ESE5160_T05-Fusion-Maverick_Magic-Wand

a14g-final-submission

* Team Number: T05
* Team Name: Fusion Maverick
* Team Members: Qingyang Xu, Ruizhe Wang, Xinyi Wang
* Github Repository URL: https://github.com/ese5160/a14g-final-submission-s25-t05-fusion-maverick.git
* Description of test hardware: (development boards, sensors, actuators, laptop + OS, etc) 

1. Video Presentation

2. Project Summary

Device Description

We designed a magic wand for IoT-based environments, capable of remotely controlling electronic devices through gesture recognition. In our prototype, we used a motor and an LCD screen as actuators. The system also features an “echo back” mechanism, providing distinct haptic feedback via a haptic driver and vibration motor to confirm command execution.

The project is inspired by the current smart home system. Instead of the mobile control via smart phone, we want to bring in more fun in the whole scheme. In addition, the magic wand could also be programmed as a laser cat teaser or a magic wand for children entertainment.

Device Functionality

Design of the Internet-Connected Device:

The system is composed of two custom-designed PCB modules: the Wand Module and the Actuator Module.

The Wand Module detects hand gestures using an onboard IMU and activates only when the force-sensitive resistor (FSR) is pressed, minimizing unintended gesture recognition.

Once a gesture is recognized, the microcontroller processes the data and transmits the corresponding command to the cloud via Wi-Fi.

The Actuator Module, which maintains an active Wi-Fi Internet connection, receives this command and performs the appropriate action using motor and LCD.

After execution, the actuator sends feedback to confirm task completion, which is communicated back to the user via a vibration motor on the wand.

Sensors, Actuators, and Key Components:
- Magic Wand PCB:
  - Slide Switch – Powers the wand on/off.
  - Force-Sensitive Resistor (FSR) – Enables gesture recognition only with intentional input.
  - Inertial Measurement Unit (IMU) – Detects motion and captures gesture patterns.
  - NeoPixel LED Strip – Provides visual animation feedback upon command transmission.
  - Vibration Motor – Delivers haptic feedback when a task is confirmed as complete.
- Actuator PCB:
  - LCD Screen – Displays animations or task-related visuals.
  - Motor – Executes the received command from the wand module. The speed can be changed.
  - State LED – Indicates task activity status (on during task execution, off when idle); also serves as a debugging tool.

Challenges

The difficulties we encountered lies in two aspects: MQTT communications between two devices with the introduction of Node-RED and the stack/memory allocation among different threads/tasks.

For the MQTT communications problem, we aimed to achieve both end-to-end/device-to-device control and cloud control, then we need to tackle with the potential conflicts. We modified the Node-RED interface setting(specifically, function with multiple buttons architecture) to allow both control scheme and ensure no mutual influence against each other.

* * * * *

• What is being asked:
Answer these questions about the magic wand project summary:
(a) When does the Wand Module activate gesture detection?
(b) What does the State LED on the Actuator PCB indicate?
(c) What two difficulties does the team name under Challenges?

• Material provided:

* * * * *

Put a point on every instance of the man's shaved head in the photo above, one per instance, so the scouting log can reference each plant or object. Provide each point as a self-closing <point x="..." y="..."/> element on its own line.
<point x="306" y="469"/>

* * * * *

• Solution to the exercise:
(a) Only when the force-sensitive resistor (FSR) is pressed.
(b) Task activity status: it is on during task execution and off when idle. It also serves as a debugging tool.
(c) MQTT communications between the two devices with the introduction of Node-RED, and stack/memory allocation among different threads/tasks.